Carlos Puyol volvió a Barcelona con la cara partida. Ante el Inter de Milán las musas le colgaron una de esas condecoraciones moradas que siempre distinguieron a los grandes jugadores de club. Ya en la sala de prensa, su socio Frank de Boer, la otra locomotora del accidente, se pegó un parche en la ceja, recuperó su carraspera habitual, puso en conflicto las erres con las jotas y contó lo sucedido con su rudo laconismo holandés.

-La pelota venía alta y complicada. Yo le grrrité varias veces Yo, yo, yo... Pero él no hizo nada por cederrrme el espacio ni por apartarse. Salté, y chocamos. En fin... Estoy segurrro de que no me oyó...

Cuando llegó al suelo, Carlos perdió pie, vio un fogonazo con el ojo derecho y escuchó en el pómulo el hormigueo que sigue a las fracturas y a las descargas eléctricas. De pronto comenzó a desmoronarse cuerpo abajo: se le hincharon las venas de la frente, aflojó su cuello de búfalo, sacudió los hombros y empezó a chisporrotear por las estrías de la musculatura. Privado de su dureza rural y de su reputación de atleta invulnerable, era a la vez el hombre de escayola y la caja de las vendas; un montón de carne de quirófano. Diez segundos después presintió el olor a cloroformo, se vio rodeado de una nube de linimento y así, en una pesadilla envolvente, pudo reconocer su propia fragilidad.

A pesar de todo, en ese instante, más que nunca, había personificado al genuino futbolista de la casa. Como Ramallets, César o Manchón tenía el don de la puntualidad: obsesionado por el cumplimiento de sus obligaciones sabía estar en el sitio exacto a la hora convenida.

Entradas de datos almacenadas
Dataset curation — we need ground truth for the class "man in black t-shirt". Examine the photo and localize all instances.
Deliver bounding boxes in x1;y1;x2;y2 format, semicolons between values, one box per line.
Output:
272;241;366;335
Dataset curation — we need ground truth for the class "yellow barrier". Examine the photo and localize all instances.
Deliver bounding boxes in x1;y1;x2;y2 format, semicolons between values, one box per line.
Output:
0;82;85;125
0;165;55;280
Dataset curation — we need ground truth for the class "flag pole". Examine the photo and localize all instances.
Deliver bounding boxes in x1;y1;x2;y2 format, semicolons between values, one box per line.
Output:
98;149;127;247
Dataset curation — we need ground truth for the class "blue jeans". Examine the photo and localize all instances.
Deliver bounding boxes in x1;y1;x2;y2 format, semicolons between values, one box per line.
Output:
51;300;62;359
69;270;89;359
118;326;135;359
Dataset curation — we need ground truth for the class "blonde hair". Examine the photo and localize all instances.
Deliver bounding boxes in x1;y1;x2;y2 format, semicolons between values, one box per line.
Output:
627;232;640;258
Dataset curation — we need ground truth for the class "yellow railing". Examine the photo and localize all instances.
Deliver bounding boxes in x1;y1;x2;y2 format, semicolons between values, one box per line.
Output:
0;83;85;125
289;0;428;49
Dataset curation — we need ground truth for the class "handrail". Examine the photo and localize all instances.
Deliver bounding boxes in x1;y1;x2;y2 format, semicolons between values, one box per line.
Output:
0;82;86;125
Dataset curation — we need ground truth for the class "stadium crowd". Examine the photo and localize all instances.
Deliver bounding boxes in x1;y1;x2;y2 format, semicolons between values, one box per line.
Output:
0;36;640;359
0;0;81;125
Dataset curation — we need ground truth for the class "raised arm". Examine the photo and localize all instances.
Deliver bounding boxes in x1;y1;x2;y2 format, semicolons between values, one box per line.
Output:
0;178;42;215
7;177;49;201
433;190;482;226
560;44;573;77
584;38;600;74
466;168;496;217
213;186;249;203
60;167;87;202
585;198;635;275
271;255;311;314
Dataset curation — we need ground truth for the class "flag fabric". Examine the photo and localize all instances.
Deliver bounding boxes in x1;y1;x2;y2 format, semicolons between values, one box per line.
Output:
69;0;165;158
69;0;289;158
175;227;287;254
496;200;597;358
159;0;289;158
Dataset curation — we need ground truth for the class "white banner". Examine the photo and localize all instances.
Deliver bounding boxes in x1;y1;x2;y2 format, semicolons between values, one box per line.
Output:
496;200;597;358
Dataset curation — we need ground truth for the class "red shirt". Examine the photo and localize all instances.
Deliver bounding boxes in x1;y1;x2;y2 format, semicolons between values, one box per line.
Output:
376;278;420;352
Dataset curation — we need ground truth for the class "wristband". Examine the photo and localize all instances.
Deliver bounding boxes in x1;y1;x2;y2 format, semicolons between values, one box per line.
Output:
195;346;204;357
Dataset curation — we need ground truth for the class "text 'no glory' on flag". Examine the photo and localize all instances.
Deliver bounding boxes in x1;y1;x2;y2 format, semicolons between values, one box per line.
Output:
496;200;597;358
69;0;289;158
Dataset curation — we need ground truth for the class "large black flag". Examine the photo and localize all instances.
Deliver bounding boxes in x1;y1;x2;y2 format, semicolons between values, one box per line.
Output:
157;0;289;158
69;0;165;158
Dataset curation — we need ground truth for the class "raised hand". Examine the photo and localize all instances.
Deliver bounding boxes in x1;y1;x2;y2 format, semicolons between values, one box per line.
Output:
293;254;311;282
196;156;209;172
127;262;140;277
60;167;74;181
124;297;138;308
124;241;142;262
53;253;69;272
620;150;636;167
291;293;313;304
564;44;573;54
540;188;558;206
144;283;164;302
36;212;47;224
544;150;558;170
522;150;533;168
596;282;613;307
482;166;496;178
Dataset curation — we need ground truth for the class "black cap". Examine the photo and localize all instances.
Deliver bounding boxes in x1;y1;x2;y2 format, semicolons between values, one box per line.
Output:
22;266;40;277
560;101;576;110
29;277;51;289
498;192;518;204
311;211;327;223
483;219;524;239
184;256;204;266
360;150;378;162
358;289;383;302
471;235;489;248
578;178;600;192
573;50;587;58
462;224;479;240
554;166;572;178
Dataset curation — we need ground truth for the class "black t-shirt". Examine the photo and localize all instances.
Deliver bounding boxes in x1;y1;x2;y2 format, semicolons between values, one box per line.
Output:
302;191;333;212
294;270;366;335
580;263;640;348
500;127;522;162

Tarea asignada 1 – Enumera todos los nombres de personas que aparecen en el fragmento sobre Puyol.
Tarea asignada 2 – Copia del fragmento sobre Puyol todo lo que va desde "A pesar de todo, en" hasta "la hora convenida.".
Tarea asignada 3 –
Responde estas preguntas con datos del fragmento sobre Puyol:
(a) ¿Ante qué equipo se produjo el choque?
(b) ¿Con qué ojo vio Carlos un fogonazo al llegar al suelo?
(c) ¿Cuántos segundos después presintió Carlos el olor a cloroformo?

Solución del ejercicio 1 – Carlos Puyol, Frank de Boer, Ramallets, César, Manchón

Solución del ejercicio 2 –
A pesar de todo, en ese instante, más que nunca, había personificado al genuino futbolista de la casa. Como Ramallets, César o Manchón tenía el don de la puntualidad: obsesionado por el cumplimiento de sus obligaciones sabía estar en el sitio exacto a la hora convenida.

Solución del ejercicio 3 –
(a) Ante el Inter de Milán.
(b) Con el ojo derecho.
(c) Diez segundos después.